SET TASK -
Rewrite the items from the start of the records through the line containing "129 118 132 128", changing "tightest" to "smallest" and keeping everything else the same. Give back only those lines, and leave the pictures out.

***** STORED ROWS

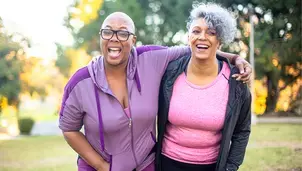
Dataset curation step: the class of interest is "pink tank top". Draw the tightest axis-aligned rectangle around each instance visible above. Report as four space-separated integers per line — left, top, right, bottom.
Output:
162 63 230 164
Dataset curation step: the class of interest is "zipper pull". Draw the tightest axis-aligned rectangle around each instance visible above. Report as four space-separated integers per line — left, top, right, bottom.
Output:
129 118 132 128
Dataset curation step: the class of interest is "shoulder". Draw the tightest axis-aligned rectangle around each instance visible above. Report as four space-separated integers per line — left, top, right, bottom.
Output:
166 55 190 72
64 66 90 93
136 45 168 56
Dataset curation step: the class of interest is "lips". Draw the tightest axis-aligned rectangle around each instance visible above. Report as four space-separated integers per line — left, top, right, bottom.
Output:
196 44 210 49
108 47 122 58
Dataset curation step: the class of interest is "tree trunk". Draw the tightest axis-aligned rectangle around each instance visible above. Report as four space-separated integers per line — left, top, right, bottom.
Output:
265 71 280 113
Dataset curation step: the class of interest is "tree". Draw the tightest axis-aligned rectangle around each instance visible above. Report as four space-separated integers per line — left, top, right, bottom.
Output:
224 0 302 113
60 0 302 112
0 18 27 114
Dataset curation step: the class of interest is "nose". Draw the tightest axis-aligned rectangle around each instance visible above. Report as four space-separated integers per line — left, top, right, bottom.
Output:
110 33 119 42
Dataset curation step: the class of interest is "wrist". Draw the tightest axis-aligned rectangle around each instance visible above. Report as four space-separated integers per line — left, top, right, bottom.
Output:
230 55 240 65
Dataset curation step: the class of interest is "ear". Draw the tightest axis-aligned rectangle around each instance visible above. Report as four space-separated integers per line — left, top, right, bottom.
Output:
132 36 136 45
217 42 223 50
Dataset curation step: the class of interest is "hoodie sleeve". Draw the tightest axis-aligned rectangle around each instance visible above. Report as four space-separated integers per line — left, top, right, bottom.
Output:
59 67 89 132
136 45 191 74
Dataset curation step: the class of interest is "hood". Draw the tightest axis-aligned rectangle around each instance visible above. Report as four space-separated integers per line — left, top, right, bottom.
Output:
87 47 141 92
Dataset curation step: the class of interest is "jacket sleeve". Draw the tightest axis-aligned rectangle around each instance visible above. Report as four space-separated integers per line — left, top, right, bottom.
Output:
226 88 252 171
59 84 84 132
137 45 191 75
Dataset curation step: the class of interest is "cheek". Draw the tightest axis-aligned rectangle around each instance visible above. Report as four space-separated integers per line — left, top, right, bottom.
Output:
189 34 198 45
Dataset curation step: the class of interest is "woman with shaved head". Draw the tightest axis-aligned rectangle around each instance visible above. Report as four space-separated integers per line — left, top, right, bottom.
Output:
156 4 251 171
59 9 251 171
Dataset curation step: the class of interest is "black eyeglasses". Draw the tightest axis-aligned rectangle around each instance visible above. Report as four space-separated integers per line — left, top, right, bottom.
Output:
99 29 135 41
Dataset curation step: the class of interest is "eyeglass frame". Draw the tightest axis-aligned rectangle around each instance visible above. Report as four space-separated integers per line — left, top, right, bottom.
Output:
99 29 136 42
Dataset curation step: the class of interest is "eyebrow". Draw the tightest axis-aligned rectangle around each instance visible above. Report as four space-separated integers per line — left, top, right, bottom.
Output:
105 25 128 30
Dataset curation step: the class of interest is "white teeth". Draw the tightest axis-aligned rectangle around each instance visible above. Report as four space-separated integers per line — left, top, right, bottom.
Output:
108 48 121 51
196 45 209 48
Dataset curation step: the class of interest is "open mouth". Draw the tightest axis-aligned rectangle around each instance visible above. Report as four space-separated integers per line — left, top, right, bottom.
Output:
108 48 122 57
196 44 210 50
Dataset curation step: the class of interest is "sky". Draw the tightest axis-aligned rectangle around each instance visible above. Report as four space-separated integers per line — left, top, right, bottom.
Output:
0 0 73 59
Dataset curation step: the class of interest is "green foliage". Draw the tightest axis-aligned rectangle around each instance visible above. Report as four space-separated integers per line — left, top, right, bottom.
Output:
56 44 71 77
0 19 22 105
59 0 302 112
18 118 35 135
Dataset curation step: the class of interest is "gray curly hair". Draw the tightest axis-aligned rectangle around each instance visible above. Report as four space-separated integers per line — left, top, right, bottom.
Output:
187 3 237 44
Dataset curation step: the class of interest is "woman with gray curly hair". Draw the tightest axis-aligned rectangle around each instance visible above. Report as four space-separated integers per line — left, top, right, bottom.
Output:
156 4 251 171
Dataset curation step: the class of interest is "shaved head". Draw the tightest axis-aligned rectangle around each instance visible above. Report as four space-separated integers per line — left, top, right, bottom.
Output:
102 12 135 33
100 12 136 68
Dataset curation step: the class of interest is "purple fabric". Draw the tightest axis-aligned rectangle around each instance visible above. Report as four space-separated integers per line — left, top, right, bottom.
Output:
142 161 155 171
60 67 90 117
94 85 105 151
59 46 190 171
78 158 96 171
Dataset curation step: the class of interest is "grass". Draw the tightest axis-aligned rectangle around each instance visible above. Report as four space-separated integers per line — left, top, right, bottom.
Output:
0 124 302 171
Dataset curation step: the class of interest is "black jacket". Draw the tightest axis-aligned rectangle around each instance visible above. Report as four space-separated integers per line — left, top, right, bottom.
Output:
155 56 251 171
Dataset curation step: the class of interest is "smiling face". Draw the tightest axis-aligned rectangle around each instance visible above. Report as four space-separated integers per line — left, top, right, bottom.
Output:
100 12 136 66
188 18 220 59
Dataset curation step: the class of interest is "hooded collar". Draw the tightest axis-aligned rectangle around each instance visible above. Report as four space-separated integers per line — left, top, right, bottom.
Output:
88 47 141 94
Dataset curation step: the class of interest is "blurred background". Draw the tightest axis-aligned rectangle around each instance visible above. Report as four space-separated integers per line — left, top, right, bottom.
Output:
0 0 302 171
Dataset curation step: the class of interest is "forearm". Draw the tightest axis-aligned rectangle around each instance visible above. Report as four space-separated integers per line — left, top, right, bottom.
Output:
63 132 107 170
226 131 250 171
217 50 238 65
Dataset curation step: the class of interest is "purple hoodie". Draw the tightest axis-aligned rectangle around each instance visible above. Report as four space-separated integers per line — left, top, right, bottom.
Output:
59 46 190 171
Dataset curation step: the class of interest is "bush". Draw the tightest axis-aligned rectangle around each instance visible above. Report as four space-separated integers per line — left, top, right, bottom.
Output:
18 118 35 135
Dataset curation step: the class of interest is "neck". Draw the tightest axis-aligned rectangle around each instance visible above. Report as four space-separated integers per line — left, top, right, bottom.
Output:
104 62 128 78
188 54 218 77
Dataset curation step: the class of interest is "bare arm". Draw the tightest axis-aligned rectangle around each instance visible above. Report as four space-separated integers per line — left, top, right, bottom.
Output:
226 87 251 171
63 131 109 171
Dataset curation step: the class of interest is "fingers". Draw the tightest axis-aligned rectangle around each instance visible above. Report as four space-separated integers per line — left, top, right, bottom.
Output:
236 63 244 74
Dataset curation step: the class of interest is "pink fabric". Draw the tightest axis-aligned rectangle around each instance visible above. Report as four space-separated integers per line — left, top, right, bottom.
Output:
162 63 230 164
142 161 155 171
124 107 131 118
78 158 96 171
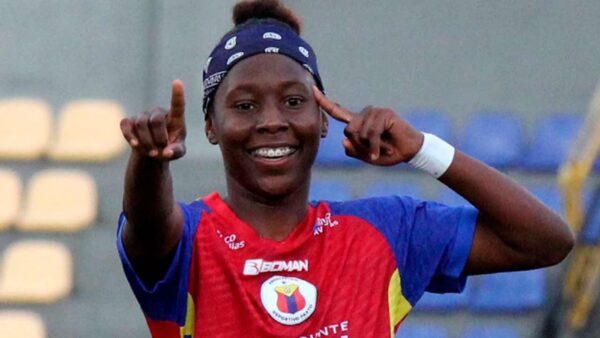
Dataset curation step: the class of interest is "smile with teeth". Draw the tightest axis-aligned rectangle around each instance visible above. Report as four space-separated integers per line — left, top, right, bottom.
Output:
252 147 296 158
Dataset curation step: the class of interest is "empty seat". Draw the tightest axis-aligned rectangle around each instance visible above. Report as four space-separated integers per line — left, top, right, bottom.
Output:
396 323 449 338
0 310 47 338
402 110 454 143
0 240 73 303
469 269 546 313
0 98 52 160
16 169 98 232
48 100 126 161
316 117 362 167
460 323 522 338
309 179 352 201
522 113 584 171
460 113 525 168
0 169 21 231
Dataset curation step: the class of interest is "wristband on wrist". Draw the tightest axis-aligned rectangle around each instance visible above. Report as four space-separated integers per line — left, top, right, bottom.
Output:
408 133 454 178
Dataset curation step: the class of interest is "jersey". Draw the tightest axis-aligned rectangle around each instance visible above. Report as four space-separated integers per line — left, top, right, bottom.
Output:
117 193 477 338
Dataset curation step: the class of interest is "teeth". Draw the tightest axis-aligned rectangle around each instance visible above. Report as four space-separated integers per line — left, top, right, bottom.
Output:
253 147 296 158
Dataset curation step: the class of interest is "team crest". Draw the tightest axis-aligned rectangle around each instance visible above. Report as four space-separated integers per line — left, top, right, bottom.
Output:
260 276 317 325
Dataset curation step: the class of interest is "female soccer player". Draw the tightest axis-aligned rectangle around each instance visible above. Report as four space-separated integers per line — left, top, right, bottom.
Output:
118 0 573 338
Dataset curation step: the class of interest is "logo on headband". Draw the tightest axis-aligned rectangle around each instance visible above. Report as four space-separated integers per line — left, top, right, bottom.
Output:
225 36 237 50
263 32 281 40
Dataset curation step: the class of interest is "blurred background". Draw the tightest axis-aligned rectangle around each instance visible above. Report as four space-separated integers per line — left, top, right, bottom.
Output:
0 0 600 338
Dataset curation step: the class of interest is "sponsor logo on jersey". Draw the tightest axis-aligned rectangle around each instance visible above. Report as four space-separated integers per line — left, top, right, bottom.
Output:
244 259 308 276
217 230 246 251
260 276 317 326
313 213 340 236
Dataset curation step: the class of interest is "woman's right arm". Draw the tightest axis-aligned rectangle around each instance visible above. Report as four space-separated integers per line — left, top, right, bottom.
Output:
121 80 186 284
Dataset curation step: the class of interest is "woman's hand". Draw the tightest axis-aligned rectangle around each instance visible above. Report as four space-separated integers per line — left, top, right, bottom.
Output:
121 80 186 161
313 87 423 166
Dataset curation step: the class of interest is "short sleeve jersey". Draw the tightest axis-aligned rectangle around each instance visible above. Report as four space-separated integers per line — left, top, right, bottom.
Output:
117 193 477 338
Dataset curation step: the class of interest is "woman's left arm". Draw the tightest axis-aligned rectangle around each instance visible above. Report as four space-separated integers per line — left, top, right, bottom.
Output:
314 88 575 274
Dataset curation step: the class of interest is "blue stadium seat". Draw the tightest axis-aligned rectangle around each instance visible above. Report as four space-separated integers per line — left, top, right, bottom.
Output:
396 323 449 338
469 269 546 313
315 117 363 168
521 113 584 171
309 179 352 201
460 113 525 168
415 288 469 312
402 110 454 143
361 182 425 199
580 206 600 245
460 323 522 338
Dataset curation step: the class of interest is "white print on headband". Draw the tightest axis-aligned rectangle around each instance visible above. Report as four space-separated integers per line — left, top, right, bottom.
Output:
298 46 309 57
302 63 315 74
265 47 279 53
263 32 281 40
225 36 237 50
227 52 244 66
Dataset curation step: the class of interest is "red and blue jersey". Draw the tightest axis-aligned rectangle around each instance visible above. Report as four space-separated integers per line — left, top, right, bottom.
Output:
117 193 477 338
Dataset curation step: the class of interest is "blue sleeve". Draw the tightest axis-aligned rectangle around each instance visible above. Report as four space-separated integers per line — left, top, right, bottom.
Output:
331 196 478 305
117 201 206 326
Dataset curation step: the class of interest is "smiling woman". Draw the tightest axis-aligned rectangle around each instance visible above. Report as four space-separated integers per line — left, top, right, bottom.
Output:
117 0 573 337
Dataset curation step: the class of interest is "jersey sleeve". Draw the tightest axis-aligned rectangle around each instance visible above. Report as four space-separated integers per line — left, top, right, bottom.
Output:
117 201 205 326
332 196 478 305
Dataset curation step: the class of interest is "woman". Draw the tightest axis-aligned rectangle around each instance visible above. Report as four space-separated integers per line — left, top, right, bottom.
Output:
118 0 573 337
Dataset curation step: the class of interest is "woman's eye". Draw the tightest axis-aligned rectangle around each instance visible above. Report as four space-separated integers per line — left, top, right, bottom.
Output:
285 97 304 108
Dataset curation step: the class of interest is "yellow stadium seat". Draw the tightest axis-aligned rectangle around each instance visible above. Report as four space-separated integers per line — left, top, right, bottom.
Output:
0 168 21 231
15 169 98 232
0 98 52 160
0 240 73 303
0 310 47 338
48 100 126 162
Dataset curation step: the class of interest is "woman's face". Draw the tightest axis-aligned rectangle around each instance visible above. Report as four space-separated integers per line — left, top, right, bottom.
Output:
206 54 327 199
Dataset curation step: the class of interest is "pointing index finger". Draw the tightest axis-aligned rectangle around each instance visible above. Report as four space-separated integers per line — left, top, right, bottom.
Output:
169 80 185 119
313 86 354 123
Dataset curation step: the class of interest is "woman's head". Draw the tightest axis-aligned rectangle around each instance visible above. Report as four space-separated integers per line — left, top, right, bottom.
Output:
205 1 327 198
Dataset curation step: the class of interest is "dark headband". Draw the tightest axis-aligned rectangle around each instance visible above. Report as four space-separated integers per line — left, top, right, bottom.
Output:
202 22 324 113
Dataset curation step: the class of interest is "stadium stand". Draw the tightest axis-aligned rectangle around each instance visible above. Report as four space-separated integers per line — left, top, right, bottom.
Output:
459 112 525 168
468 269 546 313
315 118 364 168
16 169 98 232
0 310 47 338
0 98 52 161
521 113 583 172
309 179 352 201
460 324 521 338
0 168 22 231
48 100 126 162
0 240 73 303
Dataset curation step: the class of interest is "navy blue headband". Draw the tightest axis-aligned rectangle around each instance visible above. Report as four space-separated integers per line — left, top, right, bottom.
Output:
202 22 324 113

**********

RESULT BELOW -
Dataset curation step: the class of interest is "pink tank top". Draw the smallest axis-aligned rectangle around each instance visible above. Report as four space-separated integers per line — left, top, right, bottom.
Output:
162 63 230 164
Dataset curation step: the class of interest is "zipper pull". Draw the smallest axis-aligned rectangle around each instance visible above. Report as four space-separated integers per line — left, top, right, bottom.
Output:
129 118 132 128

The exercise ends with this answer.